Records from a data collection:
┄┄┄┄┄┄

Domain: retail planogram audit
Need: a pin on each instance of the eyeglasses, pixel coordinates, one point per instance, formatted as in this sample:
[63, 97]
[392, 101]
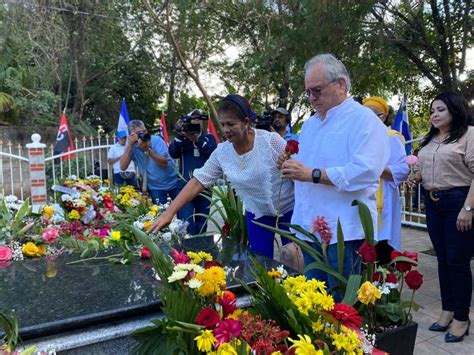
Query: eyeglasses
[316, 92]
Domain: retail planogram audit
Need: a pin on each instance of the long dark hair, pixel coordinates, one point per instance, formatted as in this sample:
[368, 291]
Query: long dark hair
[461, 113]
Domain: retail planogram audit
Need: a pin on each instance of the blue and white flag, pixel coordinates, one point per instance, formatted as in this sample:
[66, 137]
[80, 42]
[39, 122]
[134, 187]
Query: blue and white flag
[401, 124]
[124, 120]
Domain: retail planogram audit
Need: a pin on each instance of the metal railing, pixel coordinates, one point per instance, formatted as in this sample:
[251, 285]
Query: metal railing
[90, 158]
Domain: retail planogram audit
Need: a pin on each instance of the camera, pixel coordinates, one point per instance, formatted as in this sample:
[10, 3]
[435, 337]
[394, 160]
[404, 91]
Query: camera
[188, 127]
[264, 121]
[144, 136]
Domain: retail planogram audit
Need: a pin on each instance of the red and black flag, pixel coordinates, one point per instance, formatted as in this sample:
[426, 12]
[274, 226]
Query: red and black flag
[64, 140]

┄┄┄┄┄┄

Problem description: Every line above carrying the word "this" needs to be shown.

Written response:
Need: a pin on each instance of the eyeglasses, pixel coordinates, one point per instance, formatted as in this sample:
Need: a pin on each instance of the long dark hair, pixel coordinates, one point per instance, formatted as in this sample:
Need: a pin on each instance of the blue and white flag, pixel coordinates, one point per instance, formatted as in this sample:
Need: a pin on each instance of the metal railing, pixel coordinates, one point per instance, formatted as in this sample:
Need: a pin on each instance of the camera, pixel coordinates, one point per instance, formatted as in this sample:
Need: a pin on each instance of the red and black flag, pixel coordinates, one point per instance, formatted as in this sample:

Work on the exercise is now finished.